Problem to work on> Could you repeat, with no other lines, the records from the line containing "door. Report bounding boxes for all instances." through the line containing "[19,55,31,83]", both ends included, keeping the text line unchanged but shifting every bounding-box coordinate up by 121?
[start Provided data]
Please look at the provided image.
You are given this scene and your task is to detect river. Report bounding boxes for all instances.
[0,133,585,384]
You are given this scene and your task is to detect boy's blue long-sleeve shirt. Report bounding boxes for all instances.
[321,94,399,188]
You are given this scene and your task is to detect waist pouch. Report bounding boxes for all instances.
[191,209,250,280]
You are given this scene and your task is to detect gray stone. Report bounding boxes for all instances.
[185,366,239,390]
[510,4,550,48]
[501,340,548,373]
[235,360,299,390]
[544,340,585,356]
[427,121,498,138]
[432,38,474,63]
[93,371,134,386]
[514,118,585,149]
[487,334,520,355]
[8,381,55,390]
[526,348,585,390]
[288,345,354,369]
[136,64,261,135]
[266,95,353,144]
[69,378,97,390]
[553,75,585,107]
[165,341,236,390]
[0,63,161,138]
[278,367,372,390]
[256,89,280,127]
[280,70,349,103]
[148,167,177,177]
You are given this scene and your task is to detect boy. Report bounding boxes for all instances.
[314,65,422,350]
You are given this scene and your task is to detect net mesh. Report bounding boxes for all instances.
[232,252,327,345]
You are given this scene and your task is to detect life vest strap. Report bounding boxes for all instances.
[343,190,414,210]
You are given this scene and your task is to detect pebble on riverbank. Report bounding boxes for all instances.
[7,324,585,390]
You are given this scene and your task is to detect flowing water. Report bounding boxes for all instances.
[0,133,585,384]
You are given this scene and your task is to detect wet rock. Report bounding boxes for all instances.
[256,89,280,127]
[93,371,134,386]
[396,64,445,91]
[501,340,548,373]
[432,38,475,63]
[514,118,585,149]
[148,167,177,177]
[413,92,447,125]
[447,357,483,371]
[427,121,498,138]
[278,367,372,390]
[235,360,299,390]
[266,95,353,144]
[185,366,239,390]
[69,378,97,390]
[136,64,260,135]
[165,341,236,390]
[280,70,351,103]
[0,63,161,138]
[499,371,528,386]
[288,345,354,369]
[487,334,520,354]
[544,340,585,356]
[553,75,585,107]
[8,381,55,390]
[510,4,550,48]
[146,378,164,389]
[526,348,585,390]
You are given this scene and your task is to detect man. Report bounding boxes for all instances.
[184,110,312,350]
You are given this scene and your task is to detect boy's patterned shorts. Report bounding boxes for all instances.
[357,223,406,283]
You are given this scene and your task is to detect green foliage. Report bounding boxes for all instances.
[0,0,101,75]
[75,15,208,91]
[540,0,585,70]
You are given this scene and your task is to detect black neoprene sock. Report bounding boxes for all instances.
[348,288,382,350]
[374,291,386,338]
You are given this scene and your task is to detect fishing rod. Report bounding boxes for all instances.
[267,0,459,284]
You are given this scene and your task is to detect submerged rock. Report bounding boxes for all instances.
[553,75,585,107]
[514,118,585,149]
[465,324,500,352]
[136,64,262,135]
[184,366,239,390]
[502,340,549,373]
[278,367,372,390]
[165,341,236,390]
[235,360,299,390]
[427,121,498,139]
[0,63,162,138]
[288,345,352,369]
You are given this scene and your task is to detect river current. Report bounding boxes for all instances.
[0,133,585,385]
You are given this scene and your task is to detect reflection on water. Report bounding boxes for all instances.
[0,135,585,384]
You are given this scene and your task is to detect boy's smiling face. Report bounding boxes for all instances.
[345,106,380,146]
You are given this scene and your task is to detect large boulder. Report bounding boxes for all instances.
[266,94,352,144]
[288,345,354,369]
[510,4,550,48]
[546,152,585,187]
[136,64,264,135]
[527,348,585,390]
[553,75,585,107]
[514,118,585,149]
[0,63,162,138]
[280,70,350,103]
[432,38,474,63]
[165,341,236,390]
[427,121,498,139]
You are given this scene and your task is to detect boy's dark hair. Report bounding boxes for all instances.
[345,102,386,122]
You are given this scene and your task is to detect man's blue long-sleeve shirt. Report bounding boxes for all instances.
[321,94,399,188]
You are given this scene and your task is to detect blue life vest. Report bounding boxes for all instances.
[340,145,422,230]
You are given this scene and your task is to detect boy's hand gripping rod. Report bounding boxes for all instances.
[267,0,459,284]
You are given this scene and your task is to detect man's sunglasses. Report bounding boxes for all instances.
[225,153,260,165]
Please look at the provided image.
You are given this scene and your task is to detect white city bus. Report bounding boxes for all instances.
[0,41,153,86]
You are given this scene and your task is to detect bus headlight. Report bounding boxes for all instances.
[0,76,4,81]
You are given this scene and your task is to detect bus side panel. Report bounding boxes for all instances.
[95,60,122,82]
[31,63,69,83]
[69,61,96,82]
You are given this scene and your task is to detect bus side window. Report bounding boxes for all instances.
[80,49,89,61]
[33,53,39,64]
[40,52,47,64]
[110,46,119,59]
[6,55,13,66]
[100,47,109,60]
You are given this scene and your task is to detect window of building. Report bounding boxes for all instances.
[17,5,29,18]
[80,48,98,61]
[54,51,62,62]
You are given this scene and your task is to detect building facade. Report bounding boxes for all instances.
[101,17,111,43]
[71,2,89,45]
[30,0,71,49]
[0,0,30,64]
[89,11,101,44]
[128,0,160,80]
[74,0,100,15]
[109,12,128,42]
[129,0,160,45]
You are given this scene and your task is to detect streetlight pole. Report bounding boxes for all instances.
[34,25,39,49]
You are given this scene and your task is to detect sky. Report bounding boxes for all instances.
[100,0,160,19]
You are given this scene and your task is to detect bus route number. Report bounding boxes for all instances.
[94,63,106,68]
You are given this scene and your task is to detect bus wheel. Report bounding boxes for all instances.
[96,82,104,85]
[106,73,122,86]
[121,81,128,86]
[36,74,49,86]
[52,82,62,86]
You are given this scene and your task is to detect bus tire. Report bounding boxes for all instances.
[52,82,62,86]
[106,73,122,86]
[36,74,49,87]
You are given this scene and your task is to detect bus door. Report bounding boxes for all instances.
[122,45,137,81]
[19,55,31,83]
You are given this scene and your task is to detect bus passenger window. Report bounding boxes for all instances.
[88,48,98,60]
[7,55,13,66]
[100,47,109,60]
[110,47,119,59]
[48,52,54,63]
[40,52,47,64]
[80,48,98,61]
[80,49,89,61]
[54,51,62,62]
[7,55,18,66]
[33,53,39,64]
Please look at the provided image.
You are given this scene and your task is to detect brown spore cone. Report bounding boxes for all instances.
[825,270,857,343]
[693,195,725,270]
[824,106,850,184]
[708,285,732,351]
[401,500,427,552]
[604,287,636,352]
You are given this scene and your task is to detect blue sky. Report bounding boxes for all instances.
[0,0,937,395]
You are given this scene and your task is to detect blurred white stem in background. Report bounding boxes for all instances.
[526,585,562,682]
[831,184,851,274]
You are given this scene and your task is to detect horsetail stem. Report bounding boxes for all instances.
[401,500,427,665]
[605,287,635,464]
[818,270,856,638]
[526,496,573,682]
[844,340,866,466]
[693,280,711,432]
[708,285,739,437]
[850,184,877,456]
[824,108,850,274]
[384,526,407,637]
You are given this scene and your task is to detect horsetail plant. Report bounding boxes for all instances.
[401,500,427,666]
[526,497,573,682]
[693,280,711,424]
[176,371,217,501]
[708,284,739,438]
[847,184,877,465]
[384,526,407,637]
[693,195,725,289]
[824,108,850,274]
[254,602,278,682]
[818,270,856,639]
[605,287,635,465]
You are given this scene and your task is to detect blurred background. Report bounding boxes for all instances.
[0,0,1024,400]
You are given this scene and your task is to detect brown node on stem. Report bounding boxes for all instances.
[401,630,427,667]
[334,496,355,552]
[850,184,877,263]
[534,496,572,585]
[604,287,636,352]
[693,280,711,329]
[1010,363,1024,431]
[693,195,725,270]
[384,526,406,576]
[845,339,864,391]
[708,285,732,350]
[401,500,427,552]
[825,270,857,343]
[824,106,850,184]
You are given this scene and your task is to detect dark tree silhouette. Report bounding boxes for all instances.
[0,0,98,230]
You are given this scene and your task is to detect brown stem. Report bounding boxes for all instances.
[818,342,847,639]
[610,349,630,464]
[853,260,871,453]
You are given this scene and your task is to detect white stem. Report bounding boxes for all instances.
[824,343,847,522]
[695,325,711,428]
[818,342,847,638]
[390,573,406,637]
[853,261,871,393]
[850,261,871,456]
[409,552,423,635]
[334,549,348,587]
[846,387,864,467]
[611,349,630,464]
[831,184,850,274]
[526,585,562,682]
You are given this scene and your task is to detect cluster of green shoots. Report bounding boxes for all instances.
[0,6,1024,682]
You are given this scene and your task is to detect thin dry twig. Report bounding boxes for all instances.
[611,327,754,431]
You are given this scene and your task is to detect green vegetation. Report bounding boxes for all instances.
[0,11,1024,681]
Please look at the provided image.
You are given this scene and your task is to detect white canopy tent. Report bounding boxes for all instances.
[end Provided data]
Solution to this task>
You are given this scene and your task is to detect bus door. Report bounding boxes for all instances.
[243,166,258,202]
[140,176,152,204]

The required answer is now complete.